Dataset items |
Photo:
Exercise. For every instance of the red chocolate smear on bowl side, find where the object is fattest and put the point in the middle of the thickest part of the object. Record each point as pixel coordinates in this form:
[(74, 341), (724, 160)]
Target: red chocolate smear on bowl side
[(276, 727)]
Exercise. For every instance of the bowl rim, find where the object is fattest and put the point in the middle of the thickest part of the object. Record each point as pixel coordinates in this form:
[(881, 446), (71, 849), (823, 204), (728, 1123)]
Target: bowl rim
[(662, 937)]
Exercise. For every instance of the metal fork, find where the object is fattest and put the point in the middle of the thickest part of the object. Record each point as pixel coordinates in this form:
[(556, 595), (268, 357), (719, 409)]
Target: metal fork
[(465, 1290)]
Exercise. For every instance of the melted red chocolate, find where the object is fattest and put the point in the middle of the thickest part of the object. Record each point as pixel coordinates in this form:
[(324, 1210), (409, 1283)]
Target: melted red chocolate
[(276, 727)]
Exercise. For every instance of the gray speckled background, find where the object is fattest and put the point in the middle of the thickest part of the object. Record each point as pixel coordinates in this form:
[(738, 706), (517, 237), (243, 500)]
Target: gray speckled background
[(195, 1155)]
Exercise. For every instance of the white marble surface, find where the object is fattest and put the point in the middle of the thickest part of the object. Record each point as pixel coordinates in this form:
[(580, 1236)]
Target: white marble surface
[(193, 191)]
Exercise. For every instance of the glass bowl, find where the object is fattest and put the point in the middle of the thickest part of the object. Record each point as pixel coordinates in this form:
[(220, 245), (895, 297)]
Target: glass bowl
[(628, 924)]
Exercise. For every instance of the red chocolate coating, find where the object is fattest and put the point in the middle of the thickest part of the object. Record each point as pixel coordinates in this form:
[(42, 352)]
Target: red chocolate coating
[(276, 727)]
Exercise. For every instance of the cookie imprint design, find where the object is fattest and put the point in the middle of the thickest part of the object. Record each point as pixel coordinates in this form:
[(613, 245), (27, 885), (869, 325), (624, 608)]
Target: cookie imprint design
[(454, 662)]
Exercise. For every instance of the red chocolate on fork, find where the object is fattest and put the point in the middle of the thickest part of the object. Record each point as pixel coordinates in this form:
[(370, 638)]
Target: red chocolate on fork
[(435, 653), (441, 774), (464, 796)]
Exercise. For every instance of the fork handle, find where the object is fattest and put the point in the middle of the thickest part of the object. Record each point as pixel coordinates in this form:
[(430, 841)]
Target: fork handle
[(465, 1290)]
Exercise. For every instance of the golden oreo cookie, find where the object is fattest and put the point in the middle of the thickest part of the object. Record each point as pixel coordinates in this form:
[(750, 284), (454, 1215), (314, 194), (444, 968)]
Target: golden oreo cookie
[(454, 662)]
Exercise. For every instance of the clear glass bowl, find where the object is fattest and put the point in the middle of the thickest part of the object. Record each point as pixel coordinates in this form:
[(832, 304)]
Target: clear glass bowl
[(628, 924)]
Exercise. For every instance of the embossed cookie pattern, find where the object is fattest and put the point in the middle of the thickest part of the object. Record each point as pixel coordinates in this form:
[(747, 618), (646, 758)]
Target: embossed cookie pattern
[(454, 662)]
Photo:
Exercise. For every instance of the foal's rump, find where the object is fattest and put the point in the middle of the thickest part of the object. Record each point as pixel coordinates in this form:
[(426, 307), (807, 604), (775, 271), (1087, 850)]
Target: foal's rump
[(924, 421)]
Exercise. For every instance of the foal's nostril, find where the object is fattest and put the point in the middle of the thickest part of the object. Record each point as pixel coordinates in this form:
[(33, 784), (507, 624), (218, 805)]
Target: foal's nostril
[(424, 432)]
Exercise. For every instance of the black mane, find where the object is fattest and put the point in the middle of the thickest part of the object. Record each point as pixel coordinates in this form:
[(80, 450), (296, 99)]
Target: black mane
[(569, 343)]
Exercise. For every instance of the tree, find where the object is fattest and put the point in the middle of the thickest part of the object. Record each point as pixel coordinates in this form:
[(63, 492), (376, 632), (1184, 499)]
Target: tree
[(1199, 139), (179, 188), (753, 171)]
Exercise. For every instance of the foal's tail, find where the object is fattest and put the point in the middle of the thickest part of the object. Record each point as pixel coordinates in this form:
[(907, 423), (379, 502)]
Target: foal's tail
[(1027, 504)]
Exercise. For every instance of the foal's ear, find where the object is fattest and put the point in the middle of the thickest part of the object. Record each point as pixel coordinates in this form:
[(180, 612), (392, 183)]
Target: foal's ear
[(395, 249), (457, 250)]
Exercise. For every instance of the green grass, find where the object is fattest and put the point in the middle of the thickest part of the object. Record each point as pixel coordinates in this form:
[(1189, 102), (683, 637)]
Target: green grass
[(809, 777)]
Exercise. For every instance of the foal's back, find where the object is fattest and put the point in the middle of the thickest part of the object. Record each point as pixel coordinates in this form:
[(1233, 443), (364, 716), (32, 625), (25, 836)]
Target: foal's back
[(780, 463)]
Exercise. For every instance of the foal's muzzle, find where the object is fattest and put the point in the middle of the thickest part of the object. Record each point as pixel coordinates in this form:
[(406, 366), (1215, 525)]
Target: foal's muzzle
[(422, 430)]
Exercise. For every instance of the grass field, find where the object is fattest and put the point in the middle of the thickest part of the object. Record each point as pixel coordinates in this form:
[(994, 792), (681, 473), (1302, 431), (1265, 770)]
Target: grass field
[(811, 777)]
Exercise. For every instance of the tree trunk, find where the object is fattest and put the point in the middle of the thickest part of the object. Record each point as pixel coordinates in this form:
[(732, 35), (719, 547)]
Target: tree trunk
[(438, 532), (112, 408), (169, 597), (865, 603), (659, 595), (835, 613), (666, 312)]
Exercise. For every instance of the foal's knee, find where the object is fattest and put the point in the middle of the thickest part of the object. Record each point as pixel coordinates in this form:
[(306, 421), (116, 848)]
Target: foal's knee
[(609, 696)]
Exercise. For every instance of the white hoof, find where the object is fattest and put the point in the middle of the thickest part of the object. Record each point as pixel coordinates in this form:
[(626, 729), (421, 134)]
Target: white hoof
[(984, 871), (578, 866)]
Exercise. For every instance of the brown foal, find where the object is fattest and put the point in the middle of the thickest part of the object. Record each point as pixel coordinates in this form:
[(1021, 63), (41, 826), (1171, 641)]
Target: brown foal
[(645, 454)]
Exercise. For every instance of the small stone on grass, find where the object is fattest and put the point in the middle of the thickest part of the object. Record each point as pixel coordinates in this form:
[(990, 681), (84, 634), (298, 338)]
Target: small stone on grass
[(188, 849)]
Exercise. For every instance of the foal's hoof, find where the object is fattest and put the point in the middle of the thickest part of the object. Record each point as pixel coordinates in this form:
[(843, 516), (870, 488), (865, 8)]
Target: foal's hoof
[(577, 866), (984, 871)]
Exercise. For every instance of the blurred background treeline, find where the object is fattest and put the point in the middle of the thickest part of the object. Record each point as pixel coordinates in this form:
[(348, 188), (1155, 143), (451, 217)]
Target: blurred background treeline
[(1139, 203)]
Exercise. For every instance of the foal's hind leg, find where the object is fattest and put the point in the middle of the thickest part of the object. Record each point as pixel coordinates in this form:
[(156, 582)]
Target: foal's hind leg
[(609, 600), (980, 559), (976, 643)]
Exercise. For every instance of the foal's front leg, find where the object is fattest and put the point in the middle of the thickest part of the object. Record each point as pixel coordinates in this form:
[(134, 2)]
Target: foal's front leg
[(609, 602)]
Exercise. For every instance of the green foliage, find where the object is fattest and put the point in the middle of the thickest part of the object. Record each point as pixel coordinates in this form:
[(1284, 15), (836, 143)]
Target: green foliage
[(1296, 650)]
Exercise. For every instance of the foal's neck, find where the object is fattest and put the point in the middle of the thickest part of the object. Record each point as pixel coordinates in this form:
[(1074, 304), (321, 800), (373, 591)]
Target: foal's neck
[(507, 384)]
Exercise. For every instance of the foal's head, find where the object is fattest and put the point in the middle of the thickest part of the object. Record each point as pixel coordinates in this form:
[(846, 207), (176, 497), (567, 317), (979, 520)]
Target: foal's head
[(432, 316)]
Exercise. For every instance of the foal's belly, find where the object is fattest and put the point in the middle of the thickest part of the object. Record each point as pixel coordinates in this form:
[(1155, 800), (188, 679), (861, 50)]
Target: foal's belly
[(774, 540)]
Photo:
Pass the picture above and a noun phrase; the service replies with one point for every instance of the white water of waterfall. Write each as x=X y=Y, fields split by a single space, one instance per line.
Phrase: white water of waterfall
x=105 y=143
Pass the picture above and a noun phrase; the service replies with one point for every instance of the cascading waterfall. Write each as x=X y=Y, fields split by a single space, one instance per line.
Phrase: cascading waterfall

BRIEF |
Copy out the listing word for word, from the line containing "Exercise. For every instance of the tree trunk, find" down to the line containing "[(609, 600), (980, 559), (976, 643)]", with both of those lines included.

OUTPUT OF THE EXERCISE |
Exercise. For every instance of the tree trunk, find where the object is fattest and put the point in the middle of the thickest part of the object. Record each point as pixel coordinates in this form:
[(732, 35), (719, 547)]
Target: tree trunk
[(438, 532), (112, 408), (169, 597), (865, 603), (659, 595), (835, 613), (666, 312)]
Exercise. For every instance of the foal's knee, find where the object is fattest and put the point in the middle of the thickest part of the object. Record each point as pixel coordinates in this form:
[(306, 421), (116, 848)]
Target: foal's knee
[(609, 696)]
Exercise. For every instance of the white hoof, find where the object is fattest and put the point in the middle of the thickest part of the object. Record each point as pixel coordinates in this form:
[(626, 729), (421, 134)]
Target: white hoof
[(984, 871), (578, 866)]
Exercise. For every instance of the brown foal, find where the object is fattest and put the point in the middle of the thickest part of the object. Record each point as pixel coordinates in this form:
[(1021, 63), (41, 826), (1171, 641)]
Target: brown foal
[(645, 454)]
Exercise. For every instance of the small stone on grass, find where the object is fattest and put the point in the middle of the thickest part of the object. Record each point as pixel coordinates in this form:
[(990, 681), (84, 634), (298, 338)]
Target: small stone on grass
[(188, 849)]
Exercise. For every instance of the foal's hoof, find where the object is fattest and put the point in the middle of the thickest part of the object. Record each point as pixel coordinates in this form:
[(843, 516), (870, 488), (865, 8)]
Target: foal's hoof
[(577, 866), (984, 871)]
Exercise. For every instance of the blurred background treeline, find where the object is fattest and put the point in the middle of the thickest part of the object. Record each point as pixel coordinates in this form:
[(348, 188), (1155, 143), (451, 217)]
Target: blurred background treeline
[(1139, 203)]
Exercise. For every instance of the foal's hind leg, find where the object is fattest and put the point in the middle of the thickest part of the object. Record each point as pixel coordinates in this form:
[(156, 582)]
Target: foal's hind leg
[(609, 600), (980, 559), (976, 643)]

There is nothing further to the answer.